____ Text excerpt
The device reputation can affect the overall trustworthiness of the IoT service. For example, a reputable manufacturer could lead to a higher probability of reliability and less susceptibility to attacks. On one hand, a reputable manufacturer often updates their devices’ firmware for increased performance and security. On the other hand, a disreputable manufacturer might push delayed updates or none at all which puts their devices at risk. The purpose of the perspective is to extract the influence of a device properties on trust.

An IoT device $d$ is described as a property set $P$ , where $p\in P$ corresponds to a property of the device $d$ . A property of an IoT device can be its manufacturer, operating system, type (e.g., smartwatch or smartphone, etc.), etc. The reputation $\mathcal{R}$ of a device $d$ is the reputation aggregation of all properties in the set $P$ . In other words, the reputation of an IoT device is evaluated based on the reputation of the device’s properties. For example, an IoT device is considered to have a high reputation if its manufacturer and operating system are also highly reputable. Similarly the type of the device can affect a service’s trust level. For instance, in energy sharing services, smartshoes that harvest energy while walking might be more reliable to share energy than a smartwatch with small batteries. The reputation $\mathcal{R}$ of a device $d$ can be computed as follows:

\mathcal{R}=\frac{1}{|P|}\sum\limits_{p\in P}R_{p}

(9)

where $R_{p}$ is the property $p$ ’s reputation, and $|P|$ is the number of IoT device’s properties. In the equation, the overall reputation of the device is computed based on the reputations of its properties. The average of the properties’ reputation is taken as the reputation of the IoT device. It is worth noting that in this work, it is assumed that the reputation data for a device’s property is available. However, if such data is missing, the problem becomes a bootstrapping problem. Other bootstrapping techniques should be employed in such cases, which is outside the scope of this paper.
________
- _To do_
Carry on the passage above on IoT device reputation, writing onward from its last sentence.
____ Raw records
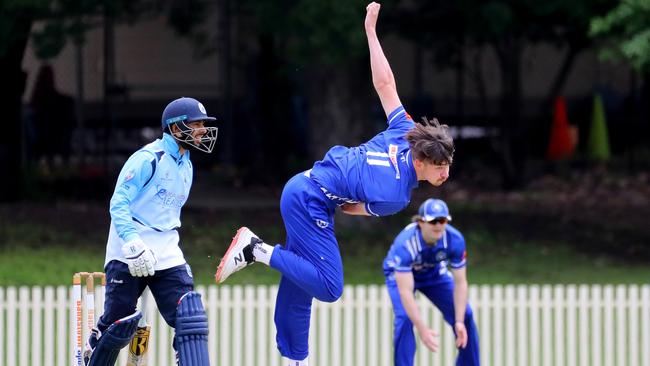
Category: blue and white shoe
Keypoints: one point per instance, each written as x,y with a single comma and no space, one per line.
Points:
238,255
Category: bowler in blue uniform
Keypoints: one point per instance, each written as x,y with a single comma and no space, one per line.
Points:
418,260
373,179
________
____ Raw records
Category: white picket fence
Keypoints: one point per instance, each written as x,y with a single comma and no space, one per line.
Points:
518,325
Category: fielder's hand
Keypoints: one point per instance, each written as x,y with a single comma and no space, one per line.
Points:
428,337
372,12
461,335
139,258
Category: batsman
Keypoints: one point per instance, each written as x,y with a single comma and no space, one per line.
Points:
________
- _Response_
In Eq. 9, the average of the properties’ reputation is taken to obtain the reputation of the device. Treating all properties equally may not give accurate results. For example, assume a device $A$ which has a reputable manufacturer and runs an outdated operating system. Additionally, assume that the operating system has been used by a wide range of devices, whereas the manufacturer has produced only a few devices (i.e., less popular). The reputation of the operating system should weigh more than the manufacturer’s since it has been used and reviewed by a larger number of users. Therefore, the reputation of the IoT device $\mathcal{R}_{d}$ is reformulated as follows:

\mathcal{R}_{d}=\frac{1}{\sum\limits_{p\in P}Pop_{p}}\sum\limits_{p\in P}R_{p}*Pop_{p}

(10)

where $Pop_{p}$ is the popularity of the property $p$ which refers to the number of times a device with $p$ has been used.

3.3 Service Perspective

The service perspective captures the properties of a service during its operation (e.g., reliability). For example, in a crowdsourcing where users share their computing resources, the service perspective tries to measure a service’s performance and its effect on trust. A service that provides fast processing for tasks will increase its trustworthiness because of the increased reliability. Otherwise, the service’s trustworthiness should be lowered accordingly (i.e., a service consumer may trust the service less to process its tasks quickly due to the decreased reliability). We propose the reliability attribute in the service perspective.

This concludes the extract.